-------- Stored data --------
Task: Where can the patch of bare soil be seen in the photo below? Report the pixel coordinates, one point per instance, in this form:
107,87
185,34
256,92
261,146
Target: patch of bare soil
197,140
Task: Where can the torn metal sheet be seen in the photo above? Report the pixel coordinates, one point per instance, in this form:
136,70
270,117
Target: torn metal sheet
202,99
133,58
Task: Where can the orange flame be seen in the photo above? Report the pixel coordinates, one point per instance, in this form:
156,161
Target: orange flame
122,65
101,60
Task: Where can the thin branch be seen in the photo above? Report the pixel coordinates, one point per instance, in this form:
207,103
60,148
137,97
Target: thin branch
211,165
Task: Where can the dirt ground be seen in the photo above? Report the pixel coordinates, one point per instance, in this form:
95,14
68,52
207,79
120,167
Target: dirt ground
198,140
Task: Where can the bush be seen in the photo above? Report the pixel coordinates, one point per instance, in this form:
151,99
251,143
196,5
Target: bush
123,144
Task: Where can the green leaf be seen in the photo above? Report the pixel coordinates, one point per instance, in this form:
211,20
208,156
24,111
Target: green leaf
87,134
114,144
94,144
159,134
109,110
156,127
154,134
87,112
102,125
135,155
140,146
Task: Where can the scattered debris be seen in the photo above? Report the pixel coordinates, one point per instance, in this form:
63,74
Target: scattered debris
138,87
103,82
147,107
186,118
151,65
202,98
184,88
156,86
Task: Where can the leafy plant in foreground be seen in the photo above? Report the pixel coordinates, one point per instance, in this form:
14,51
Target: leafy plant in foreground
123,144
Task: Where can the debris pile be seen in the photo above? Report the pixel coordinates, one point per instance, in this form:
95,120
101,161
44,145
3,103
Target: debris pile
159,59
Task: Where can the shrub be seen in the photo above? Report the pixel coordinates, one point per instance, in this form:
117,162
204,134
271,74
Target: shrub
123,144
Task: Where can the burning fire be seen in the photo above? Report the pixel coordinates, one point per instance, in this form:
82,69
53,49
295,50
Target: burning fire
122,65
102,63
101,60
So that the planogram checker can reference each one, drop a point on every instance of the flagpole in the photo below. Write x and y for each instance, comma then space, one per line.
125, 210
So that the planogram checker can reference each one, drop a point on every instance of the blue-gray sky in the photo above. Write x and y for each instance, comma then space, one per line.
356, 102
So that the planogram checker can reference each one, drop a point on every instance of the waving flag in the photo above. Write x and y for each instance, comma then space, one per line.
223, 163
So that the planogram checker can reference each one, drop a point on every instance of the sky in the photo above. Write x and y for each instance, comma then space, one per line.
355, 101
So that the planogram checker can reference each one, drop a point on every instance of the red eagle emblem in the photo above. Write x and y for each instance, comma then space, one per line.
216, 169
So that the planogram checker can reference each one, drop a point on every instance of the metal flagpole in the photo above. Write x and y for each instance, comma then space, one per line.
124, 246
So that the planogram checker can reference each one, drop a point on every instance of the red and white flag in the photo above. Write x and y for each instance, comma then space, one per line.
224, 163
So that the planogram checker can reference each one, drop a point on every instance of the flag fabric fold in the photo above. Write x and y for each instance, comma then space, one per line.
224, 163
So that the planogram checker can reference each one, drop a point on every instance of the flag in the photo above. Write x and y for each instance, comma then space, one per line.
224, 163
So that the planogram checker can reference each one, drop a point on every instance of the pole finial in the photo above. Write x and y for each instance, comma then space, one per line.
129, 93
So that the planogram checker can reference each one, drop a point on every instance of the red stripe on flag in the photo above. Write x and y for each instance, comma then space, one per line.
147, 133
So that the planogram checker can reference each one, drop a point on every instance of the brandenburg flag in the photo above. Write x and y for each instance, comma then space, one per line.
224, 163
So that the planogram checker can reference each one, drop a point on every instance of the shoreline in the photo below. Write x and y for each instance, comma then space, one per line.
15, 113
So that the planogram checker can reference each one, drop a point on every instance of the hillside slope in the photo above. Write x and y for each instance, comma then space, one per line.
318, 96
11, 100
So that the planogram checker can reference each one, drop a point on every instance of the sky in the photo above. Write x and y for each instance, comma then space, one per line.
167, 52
--------
_Activity_
Every entry shown earlier is to be returned exactly, line for line.

_Problem solution_
Task: Where can the patch of bare soil be seen in the photo below? Report the pixel coordinates, one point per instance, in this form:
107,87
185,34
256,92
261,146
Target: patch of bare soil
197,140
Task: Where can the torn metal sheet be seen in the photo above? Report the pixel coordinates, one point per instance, in this form:
136,70
270,117
Target: torn metal sheet
202,99
133,58
Task: Where can the orange flame be seen in the photo above? Report the pixel coordinates, one point per instance, in this form:
156,161
Target: orange flame
122,65
101,60
Task: Where can the thin branch be seen in the photo above? Report the pixel coordinates, one point per instance, in this form:
207,103
60,148
137,97
Target: thin branch
211,165
Task: Where can the dirt ground be seen in the photo above? Report the pixel coordinates, one point per instance, in this form:
95,14
68,52
207,79
120,167
Target: dirt ground
198,140
Task: Where can the bush be seen in the photo above? Report the pixel coordinates, one point per instance, in this form:
151,99
251,143
196,5
Target: bush
123,144
Task: Where can the green leaf be seen in the photo above? Report the pixel coordinates, one point per instance, in this form:
211,20
208,156
24,111
Target: green leaf
87,134
114,144
94,144
159,134
109,110
156,127
154,134
87,112
102,125
135,155
140,146
Task: Where can the scattered debris be seen in the photo above? Report the pixel coordinates, one point per instance, in this form:
63,74
Target: scattered debris
138,87
103,82
147,107
186,118
151,65
202,98
184,88
156,86
Task: Where can the leafy plant in foreground be seen in the photo above? Report the pixel coordinates, one point per instance, in this form:
14,51
Target: leafy plant in foreground
123,144
Task: Where can the debris pile be seen in the photo above? Report the pixel coordinates, one point per instance, in this form:
95,120
101,161
44,145
3,103
Target: debris pile
159,59
Task: Where can the shrub be seen in the photo above? Report the pixel coordinates, one point per instance, in this form:
117,162
204,134
271,74
Target: shrub
123,144
Task: Where can the burning fire be seen in the photo above? Report the pixel coordinates, one point per instance, in this form:
82,69
53,49
295,50
Target: burning fire
122,65
102,63
101,60
So that the planogram checker can reference each one, drop a point on every instance of the flagpole in the photo below. Write x and y for each instance, comma then space, one per line.
125, 210
So that the planogram checker can reference each one, drop a point on every instance of the blue-gray sky in the photo above. Write x and y for each instance, comma then space, one per line.
356, 102
So that the planogram checker can reference each one, drop a point on every instance of the waving flag in the photo above. Write x and y for each instance, comma then space, one per line.
223, 163
So that the planogram checker can reference each one, drop a point on every instance of the sky in the photo above. Write x and y for each instance, comma then space, one per line.
355, 101
So that the planogram checker can reference each one, drop a point on every instance of the red eagle emblem in the photo above. Write x and y for each instance, comma then space, one per line.
216, 169
So that the planogram checker can reference each one, drop a point on every instance of the metal flagpole in the photo above. Write x and y for each instance, comma then space, one per line.
124, 246
So that the planogram checker can reference each one, drop a point on every instance of the red and white flag in the photo above. Write x and y for each instance, comma then space, one per line.
224, 163
So that the planogram checker can reference each one, drop a point on every instance of the flag fabric fold in the photo above. Write x and y for each instance, comma then space, one per line.
224, 163
So that the planogram checker can reference each one, drop a point on every instance of the flag in the photo above. Write x and y for each instance, comma then space, one per line.
224, 163
So that the planogram checker can reference each one, drop a point on every instance of the pole finial in the photo above. Write x and y for each instance, comma then space, one per line.
129, 93
So that the planogram checker can reference each one, drop a point on every instance of the red stripe on flag in the photo above. Write x and y for each instance, comma then space, one per line.
147, 133
So that the planogram checker can reference each one, drop a point on every instance of the brandenburg flag in the photo above. Write x and y for each instance, comma then space, one per line.
224, 163
So that the planogram checker can reference each one, drop a point on every instance of the shoreline in the photo below. Write x and y for each instance, comma then space, one per line.
15, 113
So that the planogram checker can reference each one, drop a point on every instance of the hillside slope in the photo above. Write x and y for each instance, comma then space, one per line.
318, 96
11, 100
So that the planogram checker can reference each one, drop a point on every instance of the sky in the photo above. Write x and y for each instance, comma then space, one per line.
167, 52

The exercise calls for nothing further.